Rewrite the lines from the first one through the line containing "point(61, 242)", putting "towing hook" wherever "tow hook" occurs and leaving everything else as it stands.

::::

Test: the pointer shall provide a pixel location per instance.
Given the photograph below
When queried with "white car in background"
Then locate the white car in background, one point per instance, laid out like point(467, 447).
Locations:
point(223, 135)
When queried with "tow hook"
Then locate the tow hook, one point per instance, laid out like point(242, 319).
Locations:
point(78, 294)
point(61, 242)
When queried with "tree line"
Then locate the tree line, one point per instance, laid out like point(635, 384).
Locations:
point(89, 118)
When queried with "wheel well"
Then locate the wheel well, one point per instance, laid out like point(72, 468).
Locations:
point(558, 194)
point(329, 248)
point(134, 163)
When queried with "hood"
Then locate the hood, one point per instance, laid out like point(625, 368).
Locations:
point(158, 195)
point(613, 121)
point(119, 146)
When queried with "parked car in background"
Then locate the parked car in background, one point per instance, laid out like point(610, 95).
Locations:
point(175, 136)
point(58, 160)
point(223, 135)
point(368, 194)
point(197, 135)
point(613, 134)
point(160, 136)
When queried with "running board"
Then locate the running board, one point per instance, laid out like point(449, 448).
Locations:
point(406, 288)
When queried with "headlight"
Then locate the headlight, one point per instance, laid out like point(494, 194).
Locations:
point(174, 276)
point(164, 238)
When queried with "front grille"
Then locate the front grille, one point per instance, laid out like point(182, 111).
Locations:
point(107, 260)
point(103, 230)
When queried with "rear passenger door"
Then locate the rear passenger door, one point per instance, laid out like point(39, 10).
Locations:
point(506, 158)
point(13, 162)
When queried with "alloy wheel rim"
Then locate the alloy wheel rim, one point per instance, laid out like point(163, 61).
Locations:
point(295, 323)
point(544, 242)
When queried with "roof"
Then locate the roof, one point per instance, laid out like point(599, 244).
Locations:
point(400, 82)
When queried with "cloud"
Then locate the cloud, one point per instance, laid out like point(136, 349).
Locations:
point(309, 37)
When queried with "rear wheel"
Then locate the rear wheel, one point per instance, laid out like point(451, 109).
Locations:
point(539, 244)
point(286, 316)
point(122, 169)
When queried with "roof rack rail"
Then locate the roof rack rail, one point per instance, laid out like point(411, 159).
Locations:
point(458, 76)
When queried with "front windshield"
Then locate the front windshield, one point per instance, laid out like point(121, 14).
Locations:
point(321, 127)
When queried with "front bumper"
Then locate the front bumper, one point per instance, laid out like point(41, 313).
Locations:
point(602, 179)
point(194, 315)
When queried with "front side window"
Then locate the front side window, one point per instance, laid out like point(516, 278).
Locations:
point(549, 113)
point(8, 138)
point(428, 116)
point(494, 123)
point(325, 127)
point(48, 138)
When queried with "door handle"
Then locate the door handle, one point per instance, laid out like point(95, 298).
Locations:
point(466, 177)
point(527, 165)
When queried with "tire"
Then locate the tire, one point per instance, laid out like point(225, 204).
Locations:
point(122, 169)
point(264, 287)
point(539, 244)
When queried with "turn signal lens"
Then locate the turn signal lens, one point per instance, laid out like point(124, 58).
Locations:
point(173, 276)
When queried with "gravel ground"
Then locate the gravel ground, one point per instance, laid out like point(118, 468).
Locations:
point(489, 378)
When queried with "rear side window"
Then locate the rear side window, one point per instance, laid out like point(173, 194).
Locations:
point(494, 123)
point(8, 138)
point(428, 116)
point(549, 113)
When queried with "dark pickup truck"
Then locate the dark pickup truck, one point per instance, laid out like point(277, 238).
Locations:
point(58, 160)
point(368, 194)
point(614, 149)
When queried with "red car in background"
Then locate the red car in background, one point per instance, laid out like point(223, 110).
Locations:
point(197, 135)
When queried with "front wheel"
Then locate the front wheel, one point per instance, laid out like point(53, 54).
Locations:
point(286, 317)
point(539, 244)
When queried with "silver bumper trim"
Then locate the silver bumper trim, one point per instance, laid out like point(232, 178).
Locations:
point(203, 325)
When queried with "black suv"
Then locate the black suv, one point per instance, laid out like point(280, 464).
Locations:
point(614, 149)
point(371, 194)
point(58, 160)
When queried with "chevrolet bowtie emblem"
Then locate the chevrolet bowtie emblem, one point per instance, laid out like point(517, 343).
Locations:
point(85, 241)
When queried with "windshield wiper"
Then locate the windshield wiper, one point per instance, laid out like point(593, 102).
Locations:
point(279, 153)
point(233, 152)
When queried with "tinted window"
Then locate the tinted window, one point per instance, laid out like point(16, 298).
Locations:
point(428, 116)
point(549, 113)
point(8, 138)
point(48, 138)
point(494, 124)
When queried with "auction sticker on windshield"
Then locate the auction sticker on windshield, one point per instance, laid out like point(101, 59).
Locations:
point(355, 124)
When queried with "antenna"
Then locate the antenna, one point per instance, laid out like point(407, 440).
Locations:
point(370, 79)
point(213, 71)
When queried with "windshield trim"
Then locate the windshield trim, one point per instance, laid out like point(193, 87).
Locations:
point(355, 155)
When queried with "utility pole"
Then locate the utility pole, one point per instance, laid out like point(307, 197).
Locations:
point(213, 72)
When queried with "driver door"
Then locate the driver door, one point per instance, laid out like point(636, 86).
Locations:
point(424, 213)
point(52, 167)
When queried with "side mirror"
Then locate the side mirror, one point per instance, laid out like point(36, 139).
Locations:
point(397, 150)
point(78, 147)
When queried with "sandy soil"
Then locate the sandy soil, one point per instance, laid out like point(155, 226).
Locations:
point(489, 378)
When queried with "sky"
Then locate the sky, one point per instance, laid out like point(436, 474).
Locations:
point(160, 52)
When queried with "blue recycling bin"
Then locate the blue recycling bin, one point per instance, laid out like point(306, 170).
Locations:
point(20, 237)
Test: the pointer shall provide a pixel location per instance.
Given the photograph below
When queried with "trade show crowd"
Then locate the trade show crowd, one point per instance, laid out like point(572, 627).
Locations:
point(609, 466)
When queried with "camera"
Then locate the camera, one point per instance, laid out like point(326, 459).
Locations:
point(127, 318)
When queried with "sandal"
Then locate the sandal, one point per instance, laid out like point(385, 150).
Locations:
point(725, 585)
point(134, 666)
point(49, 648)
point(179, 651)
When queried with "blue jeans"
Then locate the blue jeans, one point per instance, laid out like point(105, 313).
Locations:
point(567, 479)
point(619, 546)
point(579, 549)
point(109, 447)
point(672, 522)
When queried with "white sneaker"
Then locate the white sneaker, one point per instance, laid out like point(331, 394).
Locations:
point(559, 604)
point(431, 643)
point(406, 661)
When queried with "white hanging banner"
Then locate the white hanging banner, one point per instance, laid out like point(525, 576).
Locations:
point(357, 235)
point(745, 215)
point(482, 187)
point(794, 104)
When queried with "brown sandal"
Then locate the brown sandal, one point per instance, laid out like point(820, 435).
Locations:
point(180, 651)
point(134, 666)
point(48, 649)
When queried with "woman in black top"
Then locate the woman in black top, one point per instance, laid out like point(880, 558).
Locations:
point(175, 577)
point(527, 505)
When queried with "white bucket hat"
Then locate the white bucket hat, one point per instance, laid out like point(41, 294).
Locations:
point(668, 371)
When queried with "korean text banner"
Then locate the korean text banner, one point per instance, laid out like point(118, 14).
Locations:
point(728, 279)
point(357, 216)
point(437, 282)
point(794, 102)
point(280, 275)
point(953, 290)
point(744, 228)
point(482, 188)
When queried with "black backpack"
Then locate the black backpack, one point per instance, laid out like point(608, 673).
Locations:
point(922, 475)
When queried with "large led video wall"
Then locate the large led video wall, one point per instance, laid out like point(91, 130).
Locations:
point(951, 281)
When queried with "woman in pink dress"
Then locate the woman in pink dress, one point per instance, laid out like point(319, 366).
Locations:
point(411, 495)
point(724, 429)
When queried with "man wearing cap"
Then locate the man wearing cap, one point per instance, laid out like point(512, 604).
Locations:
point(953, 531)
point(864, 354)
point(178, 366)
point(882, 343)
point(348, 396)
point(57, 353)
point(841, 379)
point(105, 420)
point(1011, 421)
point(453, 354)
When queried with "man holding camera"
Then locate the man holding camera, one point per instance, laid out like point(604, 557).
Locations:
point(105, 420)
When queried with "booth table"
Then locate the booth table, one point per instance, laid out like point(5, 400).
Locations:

::::

▶ [THE OUTPUT]:
Test: the pointer shall provide a pixel location per instance.
Given the photograph below
When queried with "white car in background"
Then locate the white car in background, one point per instance, laid out like point(467, 447).
Locations:
point(223, 135)
When queried with "towing hook"
Then locate the towing hook, one point per instance, laid out like point(242, 319).
Locations:
point(78, 294)
point(61, 242)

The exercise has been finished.